Exercise aim »
What is needed is an exact repetition of the lines below, from the first one through the one holding "140L291 147L299 154L297", with no pictures and nothing else.

Start of Provided data

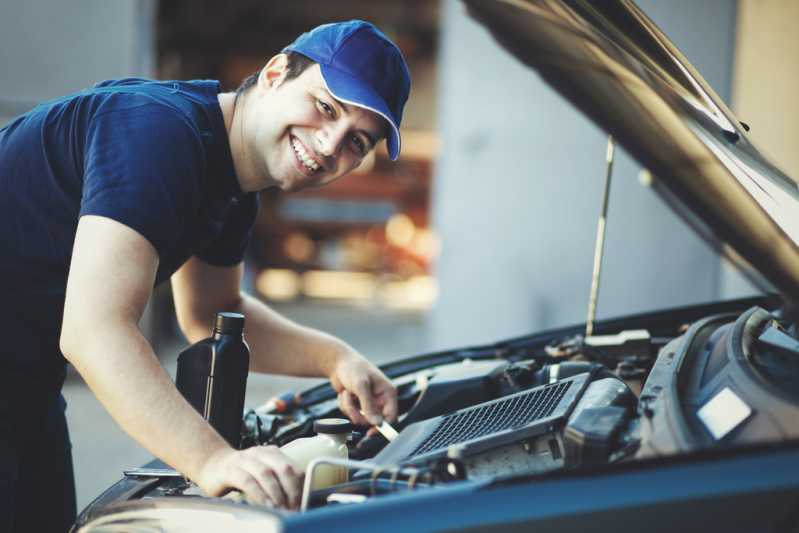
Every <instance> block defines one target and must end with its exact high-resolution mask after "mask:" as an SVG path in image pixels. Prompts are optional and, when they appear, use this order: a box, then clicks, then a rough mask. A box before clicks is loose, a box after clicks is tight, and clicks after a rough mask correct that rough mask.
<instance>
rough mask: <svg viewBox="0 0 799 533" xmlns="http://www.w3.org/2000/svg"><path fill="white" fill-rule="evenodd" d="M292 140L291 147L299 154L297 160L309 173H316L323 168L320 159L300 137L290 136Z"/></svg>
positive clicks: (297, 156) (303, 168) (295, 154)
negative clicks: (318, 160)
mask: <svg viewBox="0 0 799 533" xmlns="http://www.w3.org/2000/svg"><path fill="white" fill-rule="evenodd" d="M290 142H291V147H292V148H293V149H294V155H295V156H297V160H298V161H299V162H300V163H301V165H302V167H303V169H305V170H306V171H307V172H308V173H309V174H312V173H315V172H317V171H318V170H319V169H321V168H322V165H321V164H320V163H319V161H317V160H316V159H315V158H314V157H313V156H312V155H311V154H310V153H309V152H308V150H306V149H305V145H303V144H302V142H301V141H300V140H299V139H297V138H296V137H294V136H293V135H292V136H290Z"/></svg>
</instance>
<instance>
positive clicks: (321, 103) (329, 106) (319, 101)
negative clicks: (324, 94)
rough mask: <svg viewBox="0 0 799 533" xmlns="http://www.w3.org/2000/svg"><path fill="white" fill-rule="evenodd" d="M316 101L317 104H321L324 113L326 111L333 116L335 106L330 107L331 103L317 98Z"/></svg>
mask: <svg viewBox="0 0 799 533" xmlns="http://www.w3.org/2000/svg"><path fill="white" fill-rule="evenodd" d="M316 102H317V105H318V106H319V109H320V110H321V111H322V113H324V114H325V115H328V116H331V117H332V116H333V108H332V107H330V105H329V104H327V103H326V102H323V101H322V100H317V101H316Z"/></svg>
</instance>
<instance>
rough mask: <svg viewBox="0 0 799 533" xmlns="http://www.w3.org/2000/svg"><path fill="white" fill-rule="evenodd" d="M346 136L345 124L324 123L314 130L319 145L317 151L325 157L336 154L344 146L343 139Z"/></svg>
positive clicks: (318, 145)
mask: <svg viewBox="0 0 799 533" xmlns="http://www.w3.org/2000/svg"><path fill="white" fill-rule="evenodd" d="M346 136H347V125H346V124H343V123H341V122H336V123H335V124H326V125H325V126H323V127H321V128H319V130H317V132H316V141H317V144H318V146H319V153H320V154H322V155H323V156H325V157H331V156H333V155H338V153H339V152H340V151H341V148H342V146H344V139H345V138H346Z"/></svg>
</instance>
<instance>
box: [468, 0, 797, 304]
mask: <svg viewBox="0 0 799 533" xmlns="http://www.w3.org/2000/svg"><path fill="white" fill-rule="evenodd" d="M464 3H465V4H466V5H467V7H468V9H469V12H470V14H471V15H472V16H473V17H474V18H475V19H477V20H478V21H479V22H480V23H481V24H483V25H484V26H485V27H486V28H487V29H488V30H489V31H490V32H491V33H492V35H493V36H494V37H495V39H496V40H497V41H498V42H499V43H500V44H501V45H502V46H503V47H505V48H506V49H507V50H508V51H510V52H511V53H512V54H513V55H514V56H516V57H517V58H518V59H519V60H521V61H522V62H523V63H525V64H526V65H528V66H530V67H532V68H534V69H535V70H536V71H538V73H539V74H540V75H541V76H542V78H543V79H544V80H545V81H546V82H547V83H549V84H550V85H551V86H552V87H553V88H554V89H555V90H557V91H558V92H559V93H560V94H561V95H563V96H564V97H565V98H567V99H568V100H570V101H571V102H572V103H573V104H574V105H575V106H576V107H577V108H578V109H580V110H581V111H582V112H583V113H585V114H586V115H587V116H588V117H589V118H591V119H592V120H593V121H594V122H595V123H597V124H598V125H599V126H600V127H601V128H603V129H605V130H606V131H607V132H608V133H609V134H611V135H612V136H613V137H614V138H616V139H617V140H618V142H619V144H621V145H622V146H623V147H624V148H625V149H626V150H627V151H628V152H629V153H630V154H631V155H632V156H633V157H635V158H636V159H637V160H638V161H639V162H640V163H641V164H642V165H643V166H644V167H646V168H647V169H649V170H650V172H651V173H652V174H653V178H654V180H653V187H654V189H655V190H656V191H657V192H658V193H659V194H660V195H661V196H662V197H663V198H664V199H665V200H666V201H667V203H668V204H669V205H670V206H672V207H673V208H674V209H675V210H676V211H677V212H678V213H679V214H680V215H681V216H683V218H685V219H686V221H687V222H688V223H689V224H690V225H692V226H693V227H694V228H695V229H696V230H697V231H698V233H699V234H700V235H701V236H702V237H704V238H705V239H706V240H707V241H708V242H710V243H711V244H713V245H714V247H715V248H717V249H718V250H719V251H720V252H721V253H722V254H724V255H725V256H726V257H728V258H729V259H731V260H732V261H733V262H735V263H737V264H738V265H739V266H741V267H742V271H743V272H744V273H745V274H747V275H748V277H749V278H750V279H751V280H752V281H753V282H755V283H756V284H757V285H758V286H760V287H762V288H767V287H768V283H764V280H767V282H770V283H771V284H772V285H773V286H774V287H775V288H776V289H777V290H779V291H780V293H781V294H782V296H783V297H784V298H785V299H786V300H787V301H788V302H790V303H793V304H796V303H797V302H799V216H796V213H797V212H799V192H797V186H796V183H795V182H794V181H792V180H791V179H790V178H788V177H787V176H785V175H784V174H783V173H782V172H781V171H780V170H779V169H777V168H776V167H775V166H774V165H773V164H772V163H770V162H769V161H768V160H767V159H766V157H765V156H763V155H762V154H761V153H760V152H759V151H758V150H757V149H756V148H755V147H754V146H753V145H752V143H751V142H750V140H749V138H748V137H747V134H746V132H745V129H744V127H743V126H742V125H741V123H740V122H739V121H738V120H737V119H736V118H735V117H734V115H733V114H732V112H731V111H730V110H729V109H728V108H727V107H726V105H725V104H724V103H723V102H722V100H721V99H720V98H719V97H718V95H716V93H715V92H714V91H713V90H712V89H711V88H710V86H709V85H708V84H707V82H706V81H705V80H704V79H703V78H702V77H701V76H700V75H699V73H698V72H697V71H696V69H694V67H693V66H692V65H691V64H690V63H689V62H688V60H687V59H686V58H685V57H684V56H683V55H682V54H681V53H680V52H679V50H677V48H676V47H675V46H674V45H673V44H672V43H671V41H670V40H669V39H668V38H667V37H666V36H665V35H664V34H663V33H662V32H661V31H660V30H659V29H658V28H657V26H655V24H654V23H653V22H652V21H651V20H650V19H649V18H648V17H647V16H646V15H645V14H644V13H643V12H642V11H641V10H640V9H639V8H638V7H637V6H636V5H635V4H634V3H633V2H631V1H628V0H615V1H610V0H609V1H605V2H592V1H589V0H464Z"/></svg>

End of Provided data

Response to this task »
Every <instance> block defines one target and must end with its exact high-resolution mask after "mask:" as an SVG path in image pixels. Prompts are optional and, when they appear, use this order: a box, then clicks, then a rough mask. A box before clicks is loose, a box after clicks is tight, and clicks after a rough mask correct that rough mask.
<instance>
rough mask: <svg viewBox="0 0 799 533" xmlns="http://www.w3.org/2000/svg"><path fill="white" fill-rule="evenodd" d="M292 140L291 147L299 154L297 160L309 173H316L323 168L320 159L300 137L290 136Z"/></svg>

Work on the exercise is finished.